***** Input for this task

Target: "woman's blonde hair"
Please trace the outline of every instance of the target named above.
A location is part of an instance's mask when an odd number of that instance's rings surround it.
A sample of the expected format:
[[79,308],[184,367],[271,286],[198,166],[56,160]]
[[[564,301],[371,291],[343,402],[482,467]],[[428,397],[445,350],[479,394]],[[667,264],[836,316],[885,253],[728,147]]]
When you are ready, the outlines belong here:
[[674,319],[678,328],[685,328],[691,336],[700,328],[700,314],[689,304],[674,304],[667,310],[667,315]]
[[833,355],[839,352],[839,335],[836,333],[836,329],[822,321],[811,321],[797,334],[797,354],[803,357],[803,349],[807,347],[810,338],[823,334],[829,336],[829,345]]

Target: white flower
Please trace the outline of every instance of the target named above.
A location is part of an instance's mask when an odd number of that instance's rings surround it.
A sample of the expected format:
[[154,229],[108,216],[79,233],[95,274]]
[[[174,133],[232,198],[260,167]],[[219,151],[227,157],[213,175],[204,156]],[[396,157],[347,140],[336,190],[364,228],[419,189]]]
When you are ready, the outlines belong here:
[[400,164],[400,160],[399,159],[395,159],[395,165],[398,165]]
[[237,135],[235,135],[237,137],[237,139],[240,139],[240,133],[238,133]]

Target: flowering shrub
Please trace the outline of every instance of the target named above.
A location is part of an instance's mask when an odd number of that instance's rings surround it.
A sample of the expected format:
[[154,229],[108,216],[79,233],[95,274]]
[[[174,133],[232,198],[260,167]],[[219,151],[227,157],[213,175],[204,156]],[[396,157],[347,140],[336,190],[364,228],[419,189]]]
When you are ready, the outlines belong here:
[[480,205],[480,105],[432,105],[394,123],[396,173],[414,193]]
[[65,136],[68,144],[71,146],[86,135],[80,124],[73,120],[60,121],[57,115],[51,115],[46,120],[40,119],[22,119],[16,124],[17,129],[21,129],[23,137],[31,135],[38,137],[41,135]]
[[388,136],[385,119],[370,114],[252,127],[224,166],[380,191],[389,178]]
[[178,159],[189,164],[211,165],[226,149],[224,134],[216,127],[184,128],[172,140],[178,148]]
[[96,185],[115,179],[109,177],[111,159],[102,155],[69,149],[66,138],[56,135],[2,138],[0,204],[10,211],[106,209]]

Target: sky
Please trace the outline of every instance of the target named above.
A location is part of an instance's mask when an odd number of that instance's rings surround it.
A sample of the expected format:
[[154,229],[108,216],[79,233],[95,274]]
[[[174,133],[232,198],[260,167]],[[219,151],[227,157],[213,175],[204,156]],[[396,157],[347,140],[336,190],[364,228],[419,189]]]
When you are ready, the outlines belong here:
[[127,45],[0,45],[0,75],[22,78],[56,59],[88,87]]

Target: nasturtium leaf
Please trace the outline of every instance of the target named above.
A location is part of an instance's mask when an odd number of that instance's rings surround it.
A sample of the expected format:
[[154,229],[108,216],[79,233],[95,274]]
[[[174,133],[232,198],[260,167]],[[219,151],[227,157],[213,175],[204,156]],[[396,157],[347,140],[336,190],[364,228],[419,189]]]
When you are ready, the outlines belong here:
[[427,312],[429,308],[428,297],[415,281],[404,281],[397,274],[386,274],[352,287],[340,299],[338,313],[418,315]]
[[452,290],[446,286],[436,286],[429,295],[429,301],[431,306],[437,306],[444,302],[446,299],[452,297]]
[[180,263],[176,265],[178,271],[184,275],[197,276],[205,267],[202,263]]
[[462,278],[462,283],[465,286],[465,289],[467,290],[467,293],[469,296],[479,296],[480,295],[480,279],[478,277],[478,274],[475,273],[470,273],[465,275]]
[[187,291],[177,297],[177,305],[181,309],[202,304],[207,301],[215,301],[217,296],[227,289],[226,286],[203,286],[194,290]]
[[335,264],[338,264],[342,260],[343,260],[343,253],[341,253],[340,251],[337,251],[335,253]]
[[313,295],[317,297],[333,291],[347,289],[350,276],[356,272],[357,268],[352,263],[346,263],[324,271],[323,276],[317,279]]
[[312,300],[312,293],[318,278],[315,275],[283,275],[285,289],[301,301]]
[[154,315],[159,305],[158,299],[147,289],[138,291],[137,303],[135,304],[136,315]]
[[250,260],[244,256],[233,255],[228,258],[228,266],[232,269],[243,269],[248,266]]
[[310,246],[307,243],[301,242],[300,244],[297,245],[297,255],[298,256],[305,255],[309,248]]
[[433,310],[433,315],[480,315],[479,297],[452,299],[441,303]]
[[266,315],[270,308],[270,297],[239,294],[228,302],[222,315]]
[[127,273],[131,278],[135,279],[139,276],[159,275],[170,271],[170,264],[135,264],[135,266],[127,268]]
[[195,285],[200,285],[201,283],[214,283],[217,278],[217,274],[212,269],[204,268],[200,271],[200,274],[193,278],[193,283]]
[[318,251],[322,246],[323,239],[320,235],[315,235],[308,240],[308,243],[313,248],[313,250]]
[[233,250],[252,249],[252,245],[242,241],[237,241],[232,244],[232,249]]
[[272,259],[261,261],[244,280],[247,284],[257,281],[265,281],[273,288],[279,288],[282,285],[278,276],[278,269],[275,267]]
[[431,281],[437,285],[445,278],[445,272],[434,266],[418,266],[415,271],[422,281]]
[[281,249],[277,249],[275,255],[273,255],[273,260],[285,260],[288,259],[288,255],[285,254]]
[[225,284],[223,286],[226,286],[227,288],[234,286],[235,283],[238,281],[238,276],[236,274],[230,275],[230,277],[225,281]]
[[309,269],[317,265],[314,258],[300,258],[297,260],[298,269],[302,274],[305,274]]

**********

= Problem to work on =
Print exactly the lines above, between the one holding "[[79,308],[184,367],[271,286],[198,166],[56,160]]" and the one holding "Target: white flower", inclusive, and nothing besides.

= Task result =
[[79,308],[184,367],[271,286],[198,166],[56,160]]
[[[564,301],[371,291],[343,402],[482,467]],[[428,397],[445,350],[479,394]],[[667,264],[836,316],[885,253],[728,147]]]
When you are ready, the outlines belong here:
[[674,319],[678,328],[685,328],[691,336],[700,328],[700,314],[689,304],[674,304],[667,310],[667,315]]
[[833,355],[839,352],[839,335],[836,333],[836,329],[822,321],[811,321],[797,334],[797,354],[803,357],[803,349],[807,347],[810,338],[823,334],[829,336],[829,345]]

Target: white flower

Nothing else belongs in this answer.